> _Activity_: Every line of the data should be written out exactly, with the pictures left out.

> _Data for this exercise_:
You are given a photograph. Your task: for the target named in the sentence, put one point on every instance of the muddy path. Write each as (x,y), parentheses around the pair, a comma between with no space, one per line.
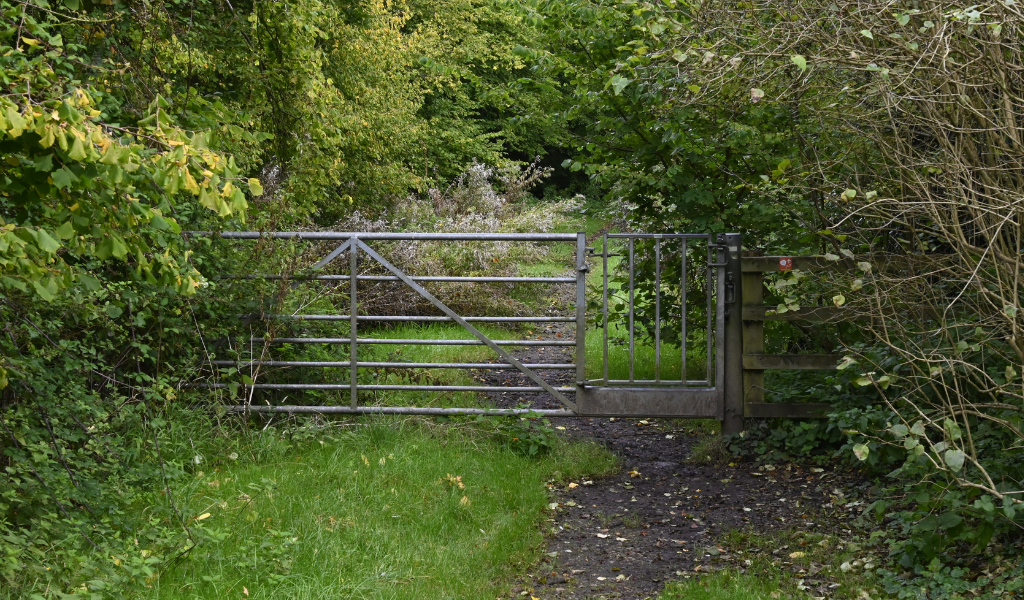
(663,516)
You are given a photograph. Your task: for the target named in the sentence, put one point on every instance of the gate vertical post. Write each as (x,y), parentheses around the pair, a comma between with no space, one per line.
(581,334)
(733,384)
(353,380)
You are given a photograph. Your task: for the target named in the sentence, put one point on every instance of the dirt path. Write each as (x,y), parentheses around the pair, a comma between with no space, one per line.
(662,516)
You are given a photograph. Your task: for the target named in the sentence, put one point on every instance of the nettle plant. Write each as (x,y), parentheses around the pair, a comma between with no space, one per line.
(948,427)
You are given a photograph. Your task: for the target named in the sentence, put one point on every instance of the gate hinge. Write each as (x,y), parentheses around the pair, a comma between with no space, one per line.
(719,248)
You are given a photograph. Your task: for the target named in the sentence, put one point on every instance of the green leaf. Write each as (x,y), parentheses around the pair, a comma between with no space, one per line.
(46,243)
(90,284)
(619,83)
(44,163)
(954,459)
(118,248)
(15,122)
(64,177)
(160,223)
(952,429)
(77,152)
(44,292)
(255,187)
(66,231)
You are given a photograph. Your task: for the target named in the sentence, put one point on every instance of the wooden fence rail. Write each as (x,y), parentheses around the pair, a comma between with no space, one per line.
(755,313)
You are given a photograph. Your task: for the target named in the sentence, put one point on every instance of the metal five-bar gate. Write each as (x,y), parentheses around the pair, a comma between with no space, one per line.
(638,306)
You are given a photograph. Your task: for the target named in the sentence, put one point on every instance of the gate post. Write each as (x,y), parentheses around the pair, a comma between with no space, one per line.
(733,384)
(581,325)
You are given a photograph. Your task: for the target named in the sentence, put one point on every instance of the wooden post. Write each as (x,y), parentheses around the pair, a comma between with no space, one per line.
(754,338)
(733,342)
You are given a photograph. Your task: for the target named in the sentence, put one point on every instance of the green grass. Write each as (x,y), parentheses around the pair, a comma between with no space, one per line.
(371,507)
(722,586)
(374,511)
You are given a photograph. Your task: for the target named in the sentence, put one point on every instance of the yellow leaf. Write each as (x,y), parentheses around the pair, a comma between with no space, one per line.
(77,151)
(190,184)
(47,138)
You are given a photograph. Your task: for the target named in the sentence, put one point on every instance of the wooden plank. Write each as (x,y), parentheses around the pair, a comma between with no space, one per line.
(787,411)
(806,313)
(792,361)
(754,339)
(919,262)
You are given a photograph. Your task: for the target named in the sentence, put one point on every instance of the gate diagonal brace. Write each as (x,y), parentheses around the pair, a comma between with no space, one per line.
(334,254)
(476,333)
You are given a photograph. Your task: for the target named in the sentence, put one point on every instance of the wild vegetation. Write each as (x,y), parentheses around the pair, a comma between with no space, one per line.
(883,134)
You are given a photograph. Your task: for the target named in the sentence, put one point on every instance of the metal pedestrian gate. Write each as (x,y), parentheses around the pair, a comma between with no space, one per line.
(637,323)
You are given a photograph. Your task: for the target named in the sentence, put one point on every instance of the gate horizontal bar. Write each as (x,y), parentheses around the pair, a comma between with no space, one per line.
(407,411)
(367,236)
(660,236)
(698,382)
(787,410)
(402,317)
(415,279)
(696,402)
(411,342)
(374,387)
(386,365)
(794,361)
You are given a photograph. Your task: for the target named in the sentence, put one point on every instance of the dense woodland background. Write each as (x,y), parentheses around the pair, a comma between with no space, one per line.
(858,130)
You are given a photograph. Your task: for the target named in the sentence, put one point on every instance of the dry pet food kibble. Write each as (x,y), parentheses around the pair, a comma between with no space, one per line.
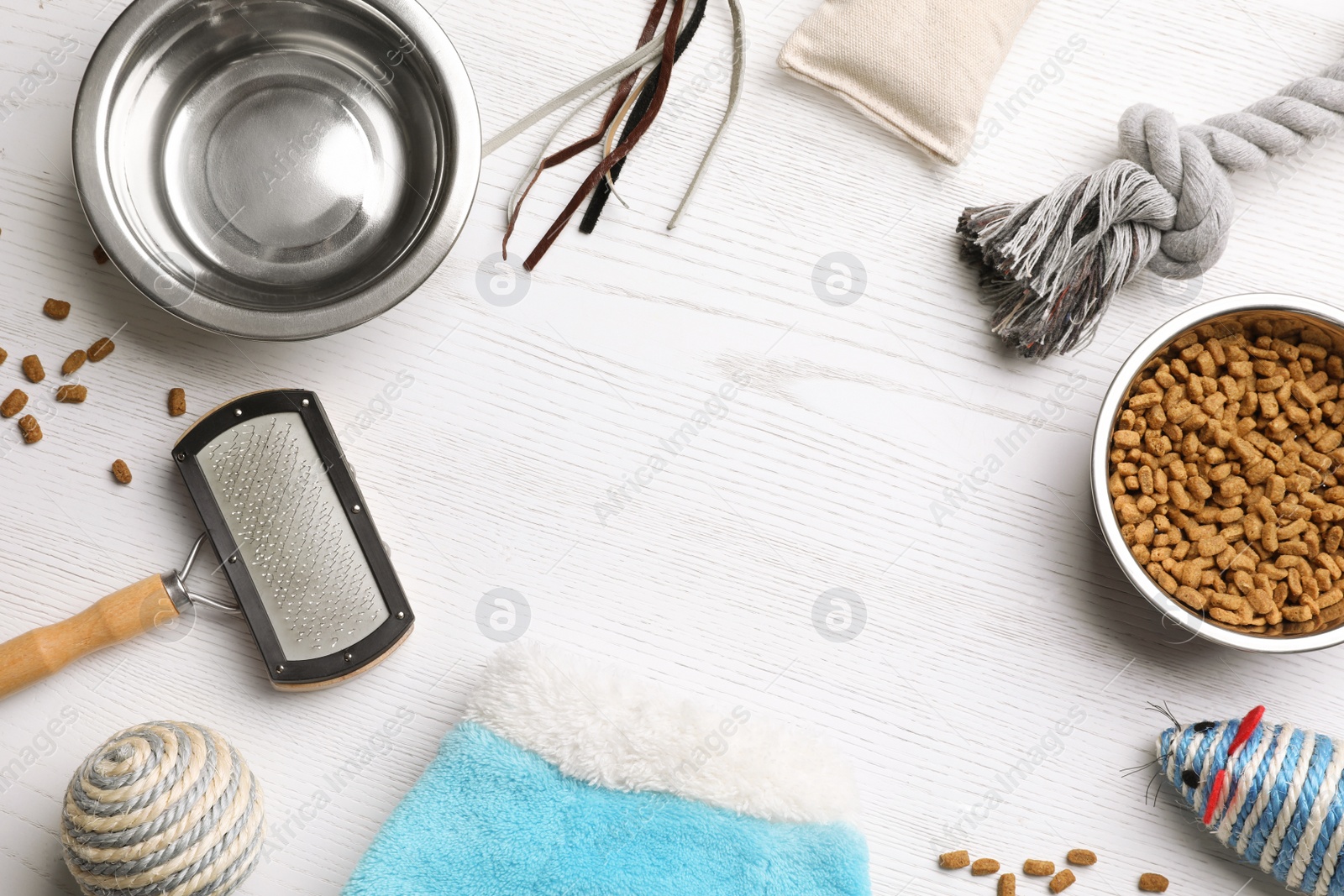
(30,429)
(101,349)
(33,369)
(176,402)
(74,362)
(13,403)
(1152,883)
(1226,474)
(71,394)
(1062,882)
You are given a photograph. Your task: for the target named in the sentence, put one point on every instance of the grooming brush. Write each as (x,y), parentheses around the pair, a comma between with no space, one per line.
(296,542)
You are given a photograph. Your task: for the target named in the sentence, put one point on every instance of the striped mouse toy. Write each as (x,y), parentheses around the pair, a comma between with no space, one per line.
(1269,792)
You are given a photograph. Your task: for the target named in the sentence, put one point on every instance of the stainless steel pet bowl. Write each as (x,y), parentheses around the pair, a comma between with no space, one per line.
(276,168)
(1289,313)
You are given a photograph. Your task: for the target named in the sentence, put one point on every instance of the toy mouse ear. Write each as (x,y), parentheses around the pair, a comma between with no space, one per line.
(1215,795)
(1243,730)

> _Exercise answer_:
You are given a photograph. Your task: for the target named in the sentence, put one point on every instance of the muddy path. Write each as (x,y), parentheses around the pair, a comma between with no space, one per line.
(663,516)
You are given a photograph. Your task: for the target named in the sentence, put one point on every instance of the gate vertical post. Write each as (x,y), parentheses around the pair, a comma between with no space, one per line.
(581,334)
(733,384)
(353,380)
You are given a photograph. Your task: for the target named in the sentence, put one point on every instance of the dirt path. Write each as (x,y), parentheses around the pair, a comma between with no space, one per line.
(662,516)
You are given a photograph. Your task: for the target named in the sentence, put one point on every instance of the nettle plant. Write each as (x,y), parentheses around the pair, a comma between with no space, one per line.
(948,427)
You are given a photograph. Your task: for the target named in the sentence, put one point on every instance of the gate hinge. Write each as (x,y), parentheses around the pair, a comma between with no space, one per line.
(719,248)
You are given a photograph. Your task: for the target named in the sentence, put one point on every instance of the green leaf. Write each as (x,y), parentheses around the pair, a comma between with no space, one per line.
(46,243)
(90,284)
(619,83)
(44,163)
(954,459)
(118,248)
(15,122)
(64,177)
(160,223)
(952,429)
(77,152)
(44,292)
(255,187)
(66,231)
You are given a photograph. Your task: for the target named in the sentence, put one point on every instance of the wooden fence rail. Write each as (x,y), parentheses around the pair, a comma between with no space, one per line.
(755,313)
You are given a photograph. Your task: for the target named in the sentence, put one point on every instance of the metal five-bar gate. Write each as (x,y), parentheses around the pair, a comma between with no space, one per line.
(638,306)
You are given a photograph. Your task: for the target named in the sentence, put one point on every instance of the gate post. Write each as (x,y), parentheses around the pair, a comma between with no space, one per line.
(733,384)
(581,325)
You are given a photograph. Your task: for the target named in the sentence, put one point on every instance of the wooden post. Write each as (x,y), parentheses around the pair, a comma between with no space, one per line.
(754,338)
(733,342)
You are given a photograph. Your task: for the target named in the sentence, put one point on every instance of the green grass. Write each as (x,y), parentheses around the pair, a comma between with no space, one per line.
(371,507)
(722,586)
(374,511)
You are given a photograph. Your task: for the target named in the sentence, put one point on every instance of the yellow leaf. Write each as (x,y), parentheses around the pair, a comma between with no space, one per line.
(77,151)
(190,184)
(47,138)
You are given a photograph. Your task: for the target named in the sentence, put one point on every instance of the wooden plank. Write each as (x,y), parentheses around the pair, a comma between with no space, one per line.
(787,411)
(806,313)
(792,361)
(754,339)
(919,262)
You are given a photograph. Your task: for the target named in the sentence, put one point on every instance of the gate diagonal brace. Write each as (x,y), parentheses around the pair, a comma between with no space, one per line.
(334,254)
(476,333)
You are given a photograph. Your task: for the target named in the sentence, put one point on every instance of the wild vegetation. Write each as (x,y), parentheses around the pair, a comma between with no space, one per line.
(883,134)
You are given a photograph. Your task: for the target named in the sentence, put one point on every instance of the metal pedestrian gate. Write each as (x,y), parentheses around the pair, a comma between with no space, one per line.
(637,323)
You are given a photograph. Your task: for the target named in the sentence, put one point on every instance of the gate horizontal bar. Write each as (x,y), parentheses around the pair, a comma between with no space, one per line.
(407,411)
(367,236)
(660,236)
(698,382)
(787,410)
(402,317)
(415,279)
(696,402)
(411,342)
(374,387)
(386,365)
(794,361)
You are given a photograph. Your task: for the target named in the sentence, put one point on every instance of the dense woodland background. Write each as (x,y), parentheses around the pair, a comma between with no space, one per line.
(858,130)
You are given a photograph. Your task: for the target named in the sentence, put one point on every instance of the dry pet food kibble. Write each as (x,y), parentheses around the pair, a comma between with no space, one per line.
(30,429)
(101,349)
(33,369)
(176,402)
(74,362)
(13,403)
(1152,883)
(1226,474)
(71,394)
(1062,882)
You are given a photograph. Your task: for the target named in the sentence, put one point on every instance of the grooming brush. Write each as (x,y), parentheses around the pair, a comma between with no space, one per line.
(296,542)
You are given a photograph. Your task: for the target named in the sentence, put one point on every instance of the striped mouse toy. Write each as (x,y), parentheses around the pair, a comma between with no space, one per line.
(1269,792)
You are given a photograph. Your task: for the target named in the sentence, put one point on every instance of the stainless steel pet bowl. Write each as (x,y), parentheses around the pair, a comma between with no space, one per line.
(276,168)
(1289,313)
You are given a photograph. Your task: for the target named in the sentence, put one point on every instance of the toy mouse ear. Write each as (x,y), parentheses around the pair, a comma between with no space, one per line.
(1215,795)
(1243,730)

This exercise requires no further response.